**What is expected:** Output each line of the data below exactly as it appears, from first to last.
Exercise data below:
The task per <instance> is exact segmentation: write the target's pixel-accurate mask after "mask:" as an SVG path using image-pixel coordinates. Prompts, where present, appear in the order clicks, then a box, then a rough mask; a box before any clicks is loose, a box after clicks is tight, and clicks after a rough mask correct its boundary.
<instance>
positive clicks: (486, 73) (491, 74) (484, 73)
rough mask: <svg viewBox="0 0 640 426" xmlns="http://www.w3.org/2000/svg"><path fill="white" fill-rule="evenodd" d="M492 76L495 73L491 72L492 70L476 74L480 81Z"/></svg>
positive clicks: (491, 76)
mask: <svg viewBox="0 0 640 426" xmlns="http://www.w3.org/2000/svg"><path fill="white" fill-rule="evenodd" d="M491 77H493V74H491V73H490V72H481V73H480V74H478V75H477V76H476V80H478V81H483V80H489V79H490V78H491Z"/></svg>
End of Exercise data.
**Exercise solution:**
The task per <instance> is exact segmentation: write the target's pixel-accurate mask after "mask:" as an SVG path using image-pixel coordinates. Prompts, where present, appear in the order clicks, then a box, then a rough mask; a box before any clicks is loose, a box after clicks is tight, and clicks after a rough mask correct its boundary.
<instance>
positive clicks: (486, 73) (491, 74) (484, 73)
rough mask: <svg viewBox="0 0 640 426" xmlns="http://www.w3.org/2000/svg"><path fill="white" fill-rule="evenodd" d="M492 76L495 73L491 72L492 70L476 74L480 81Z"/></svg>
positive clicks: (491, 76)
mask: <svg viewBox="0 0 640 426" xmlns="http://www.w3.org/2000/svg"><path fill="white" fill-rule="evenodd" d="M491 77H493V74H491V73H490V72H481V73H480V74H478V75H477V76H476V80H478V81H483V80H489V79H490V78H491Z"/></svg>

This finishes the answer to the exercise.